• PAGE EXTRACT:
----------------

Skip to content

File Formats

Falara supports 9 file formats across 6 format families. Each format has a dedicated processor that extracts translatable text, preserves structure and formatting, and reassembles the translated output.


Supported Formats

Format Extensions Description
HTML .html, .htm Markup is extracted and replaced with typed placeholders; reassembled after translation
Markdown .md, .markdown Document structure (headings, lists, code blocks) is preserved; only prose is translated
Word .docx Paragraphs and table cells are extracted; character-level formatting (bold, italic) is preserved
Excel .xlsx Individual cells are translated; formulas and cell references are skipped
PowerPoint .pptx Text boxes and speaker notes are extracted and translated
XLIFF 1.2 .xlf, .xliff Standard exchange format; <trans-unit> source/target pairs are translated
XLIFF 2.0 .xlf, .xliff Newer XLIFF standard; <segment> elements are translated
Eurotext-XLIFF .xlf Proprietary Eurotext format with extended metadata and CDATA-embedded HTML

Limits

Limit Value
Single file upload 10 MB
Batch total 50 MB

How File Processing Works

  1. Upload — File is received and MIME type is validated against the declared extension
  2. Extraction — Format processor extracts translatable segments; non-translatable content (code, formulas, metadata) is preserved as-is
  3. Translation — Segments pass through the multi-agent pipeline
  4. Injection — Translated segments are written back into the original document structure
  5. Download — Reassembled file is served via GET /v1/jobs/{job_id}/download

The injection step happens on-demand at download time, not during the pipeline. The original file structure is never permanently modified.

----------------

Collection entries
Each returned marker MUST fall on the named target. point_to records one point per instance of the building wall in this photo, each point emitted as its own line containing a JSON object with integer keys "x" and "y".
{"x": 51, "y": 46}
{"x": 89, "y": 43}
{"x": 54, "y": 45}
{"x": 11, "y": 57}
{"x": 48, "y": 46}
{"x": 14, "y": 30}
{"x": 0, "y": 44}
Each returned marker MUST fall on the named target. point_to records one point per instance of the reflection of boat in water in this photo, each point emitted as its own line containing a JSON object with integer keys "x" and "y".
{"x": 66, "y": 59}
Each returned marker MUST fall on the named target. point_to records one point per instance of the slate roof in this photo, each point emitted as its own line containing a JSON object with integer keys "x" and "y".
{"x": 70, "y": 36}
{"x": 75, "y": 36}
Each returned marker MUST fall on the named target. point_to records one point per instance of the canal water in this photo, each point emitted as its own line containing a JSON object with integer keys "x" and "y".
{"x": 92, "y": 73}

----------------

• WORK ORDER 1: On the file formats page, rewrite the paragraph beginning "The injection step happens on-demand" as a single shorter sentence that keeps its main facts.
• WORK ORDER 2: According to the file formats page, what is the limit for a single file upload?
• WORK ORDER 3: Retype the part of the file formats page starting at "Limit Value" and ending at "never permanently modified.".
These entries are separate material and not part of the file formats page.

• WRITTEN ANSWER 1: Injection happens on demand at download time rather than during the pipeline, and the original file structure is never permanently modified.

• WRITTEN ANSWER 2: 10 MB

• WRITTEN ANSWER 3:
Limit Value
Single file upload 10 MB
Batch total 50 MB

How File Processing Works

  1. Upload — File is received and MIME type is validated against the declared extension
  2. Extraction — Format processor extracts translatable segments; non-translatable content (code, formulas, metadata) is preserved as-is
  3. Translation — Segments pass through the multi-agent pipeline
  4. Injection — Translated segments are written back into the original document structure
  5. Download — Reassembled file is served via GET /v1/jobs/{job_id}/download

The injection step happens on-demand at download time, not during the pipeline. The original file structure is never permanently modified.